_WORK TASK_. Only the lines below from the one that contains "In the photo below, where" through the one that contains "In the photo above, where can the pine" should appear in your answer, exact and without pictures.

_LISTED ENTRIES_.
--- START ---

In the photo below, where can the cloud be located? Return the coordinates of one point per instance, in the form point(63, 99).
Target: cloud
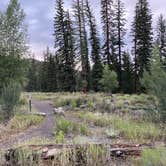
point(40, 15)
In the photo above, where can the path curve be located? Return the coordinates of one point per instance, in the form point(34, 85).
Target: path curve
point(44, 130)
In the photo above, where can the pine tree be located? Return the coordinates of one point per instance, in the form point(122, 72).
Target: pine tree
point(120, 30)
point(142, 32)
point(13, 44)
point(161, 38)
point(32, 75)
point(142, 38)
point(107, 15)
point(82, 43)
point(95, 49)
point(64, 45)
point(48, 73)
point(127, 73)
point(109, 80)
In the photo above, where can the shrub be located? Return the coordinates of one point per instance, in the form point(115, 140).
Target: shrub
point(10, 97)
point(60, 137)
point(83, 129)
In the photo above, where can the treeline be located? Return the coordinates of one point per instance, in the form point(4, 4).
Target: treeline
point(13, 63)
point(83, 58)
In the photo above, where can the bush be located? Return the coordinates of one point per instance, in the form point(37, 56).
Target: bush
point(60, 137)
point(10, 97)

--- END ---
--- START ---

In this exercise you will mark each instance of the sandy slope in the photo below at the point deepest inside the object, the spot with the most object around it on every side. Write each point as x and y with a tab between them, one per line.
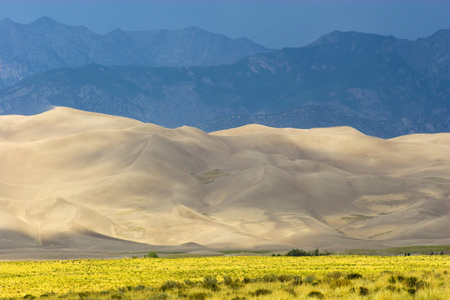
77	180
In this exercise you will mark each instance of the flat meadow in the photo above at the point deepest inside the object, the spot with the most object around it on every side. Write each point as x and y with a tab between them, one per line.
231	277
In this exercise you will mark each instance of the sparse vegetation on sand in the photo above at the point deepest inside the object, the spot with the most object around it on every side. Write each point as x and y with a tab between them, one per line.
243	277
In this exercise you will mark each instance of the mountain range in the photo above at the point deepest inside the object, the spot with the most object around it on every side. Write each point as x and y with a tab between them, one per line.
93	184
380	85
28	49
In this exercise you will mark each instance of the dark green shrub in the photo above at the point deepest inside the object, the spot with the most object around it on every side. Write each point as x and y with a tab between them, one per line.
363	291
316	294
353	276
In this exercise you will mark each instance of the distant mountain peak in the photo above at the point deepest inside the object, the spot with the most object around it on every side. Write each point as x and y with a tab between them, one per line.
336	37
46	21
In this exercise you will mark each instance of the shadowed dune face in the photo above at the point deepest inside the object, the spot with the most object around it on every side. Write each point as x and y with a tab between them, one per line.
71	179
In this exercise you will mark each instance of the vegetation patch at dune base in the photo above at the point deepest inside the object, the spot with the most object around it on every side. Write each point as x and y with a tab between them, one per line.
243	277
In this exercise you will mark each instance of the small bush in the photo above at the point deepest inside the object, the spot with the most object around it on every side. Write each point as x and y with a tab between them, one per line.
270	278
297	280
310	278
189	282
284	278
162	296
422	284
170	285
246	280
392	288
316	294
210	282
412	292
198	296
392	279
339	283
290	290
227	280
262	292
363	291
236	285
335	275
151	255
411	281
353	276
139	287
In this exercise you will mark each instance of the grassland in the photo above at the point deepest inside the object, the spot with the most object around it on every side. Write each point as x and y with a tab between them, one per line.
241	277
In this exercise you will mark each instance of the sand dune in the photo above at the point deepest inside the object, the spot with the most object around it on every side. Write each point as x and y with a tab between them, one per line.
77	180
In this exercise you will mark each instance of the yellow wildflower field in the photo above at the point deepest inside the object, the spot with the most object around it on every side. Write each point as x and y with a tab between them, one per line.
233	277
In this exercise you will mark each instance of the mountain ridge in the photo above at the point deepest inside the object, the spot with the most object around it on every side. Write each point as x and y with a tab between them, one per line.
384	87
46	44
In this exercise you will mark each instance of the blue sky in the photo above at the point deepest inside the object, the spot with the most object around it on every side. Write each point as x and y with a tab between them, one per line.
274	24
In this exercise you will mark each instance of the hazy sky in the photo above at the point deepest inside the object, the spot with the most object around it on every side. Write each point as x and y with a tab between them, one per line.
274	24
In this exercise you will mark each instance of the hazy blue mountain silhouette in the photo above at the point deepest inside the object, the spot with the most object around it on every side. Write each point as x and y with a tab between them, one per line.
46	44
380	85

--- END ---
--- START ---

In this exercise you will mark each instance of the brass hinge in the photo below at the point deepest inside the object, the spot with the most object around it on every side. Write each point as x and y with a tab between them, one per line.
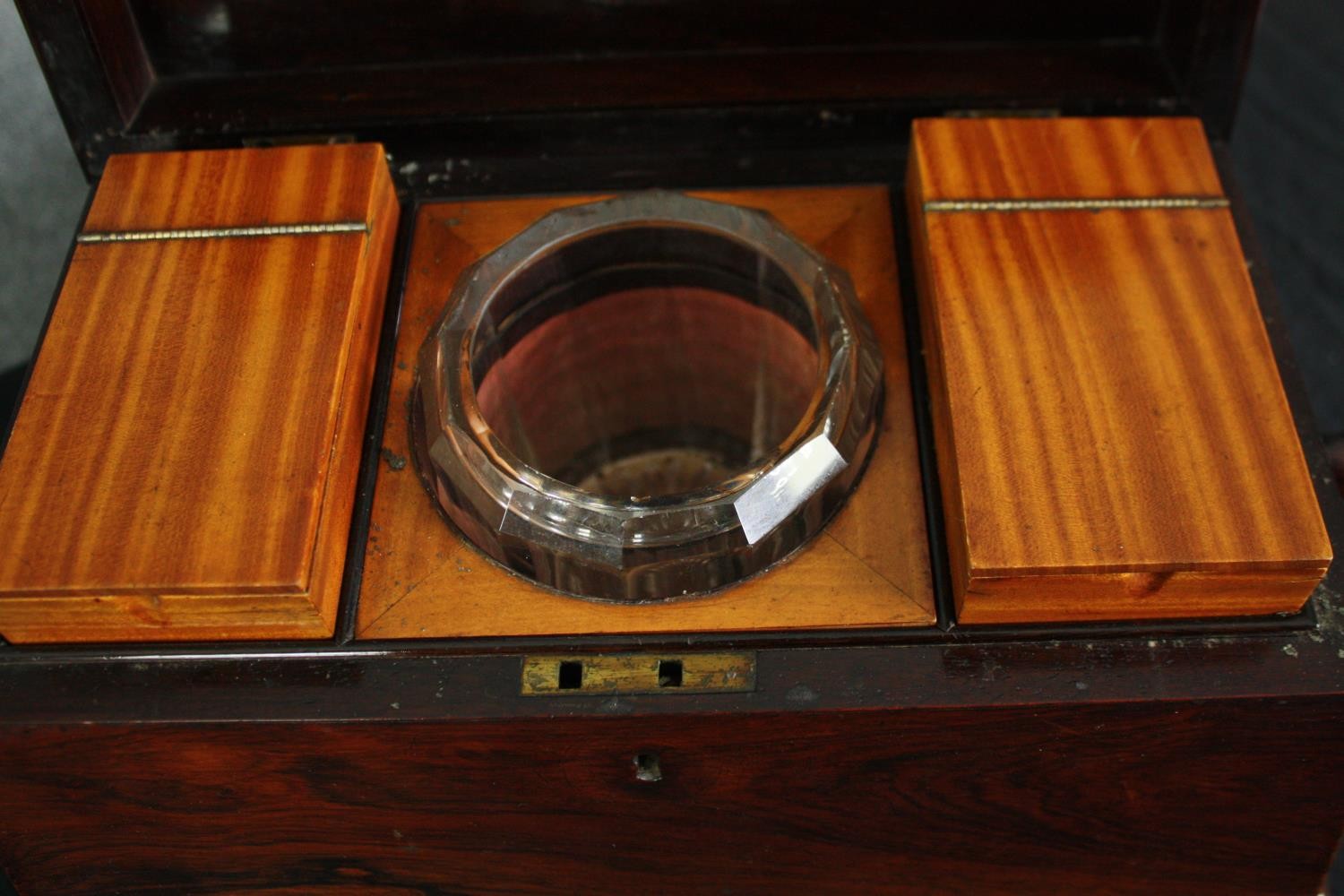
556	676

--- END ---

_RESPONSE AREA_.
In the photo below, where can the cloud be located? Return the coordinates of one point per instance, in the form point(63, 99).
Target: cloud
point(40, 15)
In the photo above, where can the path curve be located? Return the coordinates of one point per instance, in the form point(34, 85).
Target: path curve
point(44, 130)
In the photo above, where can the pine tree be located? Return the coordinates of one point per instance, in the form point(122, 72).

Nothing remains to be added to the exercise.